- _Given exercise A_
List every column that the PostgreSQL notebook code defines with the BIGINT type in the users table.
- _Given exercise B_
Resume the PostgreSQL notebook code from the point where it stops.

═══ Text extract ═══

In [120]:
import json
import psycopg2
from datetime import datetime
import time

In [95]:
def connect_to_postgres_database(db_name):
    try:
        conn = psycopg2.connect(
            dbname=db_name, 
            user='postgres', 
            password='king', 
            host='localhost'
        )
        conn.autocommit = True
        cursor = conn.cursor()
        print(f"Connected to PostgreSQL db {db_name}")
        return conn, cursor
    except Exception as e:
        print("An error occurred while connecting: ", e)

In [96]:
def create_database(cursor, db_name):
    try:
        cursor.execute(f'CREATE DATABASE "{db_name}"')
        print(f"Database {db_name} created successfully")
    except Exception as e:
        print("An error occurred while creating the database: ", e)

In [103]:
def create_table(cursor):
    try:
        cursor.execute("""
            CREATE TABLE IF NOT EXISTS users (
                id VARCHAR(255) PRIMARY KEY,
                name VARCHAR(255),
                screen_name VARCHAR(255),
                verified BOOLEAN,
                location VARCHAR(255),
                description VARCHAR(255),
                followers_count BIGINT,
                friends_count BIGINT, 
                favourites_count BIGINT,
                statuses_count BIGINT,
                created_at TIMESTAMP
            )
            """)
        conn.commit()
        print("Table 'users' created successfully")
    except Exception as e:
        print("An error occurred while creating the table: ", e)

In [98]:
conn, cursor = connect_to_postgres_database('postgres')

Connected to PostgreSQL db postgres


In [99]:
create_database(cursor, 'twitter-database')

Database twitter-database created successfully


In [100]:
# Close the previous connection and connect to the new database
conn.close()
conn, cursor = connect_to_postgres_database('twitter-database')

Connected to PostgreSQL db twitter-database


In [110]:
create_table(cursor)

Table 'users' created successfully


In [105]:
class User(object):
    
    def __init__(self, user):
        self.id = user['id_str']
        self.name = user['name']
        self.screen_name = user['screen_name']
        self.verified = user['verified']
        self.location = user['location']
        self.description = user['description']
        self.followers_count = user['followers_count']
        self.friends_count = user['friends_count']
        self.favourites_count = user['favourites_count']
        self.statuses_count = user['statuses_count']
        self.created_at = self.get_created_date(user['created_at'])

═══ Material provided ═══

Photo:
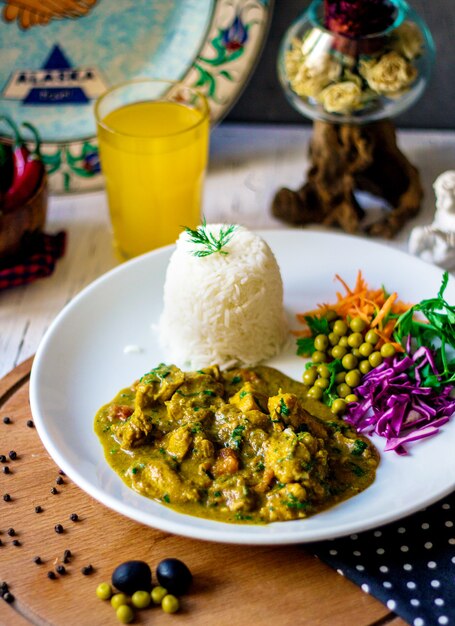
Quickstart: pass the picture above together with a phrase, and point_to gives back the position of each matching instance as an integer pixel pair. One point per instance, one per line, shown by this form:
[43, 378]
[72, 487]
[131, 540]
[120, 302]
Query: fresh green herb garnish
[208, 240]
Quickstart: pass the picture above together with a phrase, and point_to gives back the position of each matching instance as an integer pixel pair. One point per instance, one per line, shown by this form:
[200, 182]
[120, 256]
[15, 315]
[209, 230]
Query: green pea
[309, 376]
[353, 378]
[319, 357]
[387, 350]
[338, 406]
[349, 361]
[141, 599]
[315, 392]
[372, 337]
[340, 328]
[357, 324]
[364, 366]
[343, 390]
[366, 349]
[339, 378]
[124, 614]
[331, 315]
[375, 358]
[338, 352]
[170, 604]
[321, 342]
[323, 371]
[355, 340]
[158, 594]
[119, 599]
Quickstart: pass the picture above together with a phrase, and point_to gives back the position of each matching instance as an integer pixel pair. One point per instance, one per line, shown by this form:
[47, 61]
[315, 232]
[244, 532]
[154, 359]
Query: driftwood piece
[346, 158]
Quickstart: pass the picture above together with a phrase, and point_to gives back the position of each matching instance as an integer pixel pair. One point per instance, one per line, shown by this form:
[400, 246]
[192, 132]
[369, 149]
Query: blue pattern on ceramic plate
[120, 39]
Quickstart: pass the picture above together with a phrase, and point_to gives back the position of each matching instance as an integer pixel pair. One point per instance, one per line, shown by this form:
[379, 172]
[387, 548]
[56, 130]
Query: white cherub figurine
[436, 242]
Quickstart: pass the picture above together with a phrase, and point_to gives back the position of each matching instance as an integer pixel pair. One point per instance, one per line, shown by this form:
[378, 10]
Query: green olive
[338, 352]
[315, 392]
[353, 378]
[357, 324]
[375, 358]
[323, 371]
[343, 390]
[338, 406]
[355, 340]
[340, 377]
[321, 342]
[119, 599]
[366, 349]
[331, 315]
[104, 591]
[340, 328]
[387, 350]
[170, 604]
[124, 614]
[372, 337]
[141, 599]
[319, 357]
[349, 361]
[309, 376]
[158, 594]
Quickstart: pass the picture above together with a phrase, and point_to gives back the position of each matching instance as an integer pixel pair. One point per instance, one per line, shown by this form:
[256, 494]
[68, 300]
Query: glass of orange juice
[153, 140]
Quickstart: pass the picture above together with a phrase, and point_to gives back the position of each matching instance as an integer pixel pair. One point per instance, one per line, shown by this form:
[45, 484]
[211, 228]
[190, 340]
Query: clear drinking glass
[153, 140]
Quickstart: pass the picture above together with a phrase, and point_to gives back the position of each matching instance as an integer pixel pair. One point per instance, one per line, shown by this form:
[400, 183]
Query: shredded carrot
[372, 305]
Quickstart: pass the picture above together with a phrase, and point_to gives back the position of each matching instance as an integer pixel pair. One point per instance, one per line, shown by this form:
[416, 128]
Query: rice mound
[224, 309]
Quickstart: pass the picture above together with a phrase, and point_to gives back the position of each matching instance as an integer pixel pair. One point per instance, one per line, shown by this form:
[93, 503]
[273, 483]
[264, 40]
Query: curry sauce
[243, 445]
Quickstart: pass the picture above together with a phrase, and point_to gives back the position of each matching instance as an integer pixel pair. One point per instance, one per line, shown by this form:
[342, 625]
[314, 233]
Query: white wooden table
[248, 165]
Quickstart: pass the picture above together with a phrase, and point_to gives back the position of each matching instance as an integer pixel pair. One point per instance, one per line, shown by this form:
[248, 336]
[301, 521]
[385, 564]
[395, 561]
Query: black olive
[132, 576]
[174, 576]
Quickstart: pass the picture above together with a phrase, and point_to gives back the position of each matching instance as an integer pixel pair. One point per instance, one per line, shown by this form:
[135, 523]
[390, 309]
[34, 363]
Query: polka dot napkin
[408, 565]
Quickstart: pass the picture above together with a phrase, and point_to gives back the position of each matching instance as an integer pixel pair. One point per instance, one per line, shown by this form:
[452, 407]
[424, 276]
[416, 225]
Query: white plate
[80, 365]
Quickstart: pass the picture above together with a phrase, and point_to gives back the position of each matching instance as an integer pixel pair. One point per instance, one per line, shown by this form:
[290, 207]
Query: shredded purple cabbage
[393, 405]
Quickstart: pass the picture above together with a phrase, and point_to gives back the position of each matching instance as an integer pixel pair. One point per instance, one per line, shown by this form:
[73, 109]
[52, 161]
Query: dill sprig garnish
[210, 242]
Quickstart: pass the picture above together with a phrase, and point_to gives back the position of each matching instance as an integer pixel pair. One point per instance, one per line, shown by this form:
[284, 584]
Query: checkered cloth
[35, 260]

═══

- _Final result A_
followers_count, friends_count, favourites_count, statuses_count

- _Final result B_
    
    @staticmethod    
    def get_created_date(created_at):
        created_at_date = datetime.strptime(created_at, "%a %b %d %H:%M:%S %z %Y")
        created_at_date = created_at_date.strftime("%Y-%m-%d %H:%M:%S")
        return created_at_date
        
    def get_user(self):
        return (self.id, self.name, self.screen_name, self.verified, self.location, self.description,
                self.followers_count, self.friends_count, self.favourites_count, self.statuses_count, self.created_at)
    
    

In [106]:
def insert_user(cursor, user):
    try:
        cursor.execute("""
            INSERT INTO users (id, name, screen_name, verified, location, description, followers_count, friends_count, favourites_count, statuses_count, created_at)
            VALUES (%s, %s, %s, %s, %s, %s, %s, %s, %s, %s, %s)
        """, user)
        conn.commit()
        print("User inserted into table successfully")
    except Exception as e:
        print("An error occurred while inserting data: ", e)

In [24]:
# Insert a sample user
# user = ('1242817830946508801', 'juwelz v', 'juwelz_v', False, 'Lower East Side, Manhattan', 'Event Lyfe LLC .. Brand Ambassador: #visionarysociety Music Manager: @ssizzzlee & @tmoneybeatsbang Production🎥📸 #BringNyCultureBack 🌊🌊🌊 !!', 43, 118, 722, 906, '2020-03-25 14:17:28')
# insert_user(cursor, user)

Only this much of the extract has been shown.